Monday, September 2, 2013

Book Review: The Cuckoo's Calling by J.K. Rowling (as Robert Galbraith)


Hope you like swearing! And interviews!

So The Cuckoo's Calling is a fairly weak murder mystery from J.K. Rowling, who wrote it as a pseudonym, probably because it sucks. Now, it doesn't suck too much in terms of writing style; it's written competently, and the dialogue is very good, and the structure of the individual chapters is realistic and well composed. It sucks for reasons outside of those.

First up, the language. No need whatsoever for it to be so profanity-laden, and it does detract from the story. It also has some fairly ridiculous character names (the main character is named Cormoran Strike) and it has a very large plot hole that undoes the entire book. Below are spoilers.

A supermodel is murdered, but everyone, including the police, are flatly convinced it is a suicide. The model's brother hires a failing private detective to investigate it, particularly the mystery of a masked runner who was caught on CCTV running away from the murder shortly after it was committed, very late at night.

It turns out that the runner was the model's long-lost brother, who was visiting her at 2 am and was masked. Uh-huh. He saw her fall from her apartment balcony, and it spooked him so he ran. And the brother who hired the private detective was the murderer. So....

1) Why did he hire a detective to prove that his sister was murdered? What murderer does that?
• • • • •
PROBLEMS TO SOLVE ->
1. What faults, apart from writing style, does the review of The Cuckoo's Calling give for why the book sucks?
2. Extend the review of The Cuckoo's Calling past its final numbered question, keeping the same voice and list style.
The listing that comes next is separate material with no connection to the book review.

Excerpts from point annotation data
• • • • •
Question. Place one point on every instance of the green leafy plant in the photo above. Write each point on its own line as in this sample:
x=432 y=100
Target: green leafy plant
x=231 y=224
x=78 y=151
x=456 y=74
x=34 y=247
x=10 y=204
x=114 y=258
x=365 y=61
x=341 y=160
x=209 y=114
• • • • •
ANSWERS IN ORDER ->
1.
- Needless profanity that detracts from the story
- Fairly ridiculous character names, such as Cormoran Strike
- A very large plot hole that undoes the entire book

2.
2) Why did the long-lost brother flee the scene, and why was he even there at all at 2 am? No one would do that. And why was he masked?

The answers the book provides:

1) None, although you sort of gather from the subtext that it was so the detective could find the long lost brother runner, who you assume is a 'loose end,' even though when they do find him he is 100% convinced he witnessed a suicide. Why put the detective onto the murder idea? Why not just do a missing person investigation, like to find the runner so you can see if he knew 'why the model killed herself.' There are far less risky ways to have gone about this without hiring a detective to basically convict you of murder.
2) "She was eccentric" and wanted him to come over late at night. He was masked because it was cold, officially, but unofficially it was so that he wouldn't be easily identified on the CCTV, thus giving a reason for this ridiculous plot to exist.

There are other problems but it's not worth going into really, other than to say that 95% of the book is the detective interviewing suspects in real time. Each chapter is some other person he talks to and gets slightly more of the puzzle from. The limo driver, the fashion designer, the friend, blah blah blah.

It's not funny, it's not interesting, it's really not worth your time unless you're a dispassionate admirer of writing from a technical standpoint, and only then just on a chapter-level. Structure-wise, the book is a mess. Who wants to read 400 straight pages of witness interviews? There is no action in this book. Nothing happens to anyone. The detective makes appointments for his interviews and people go to them and he talks to them and writes it down.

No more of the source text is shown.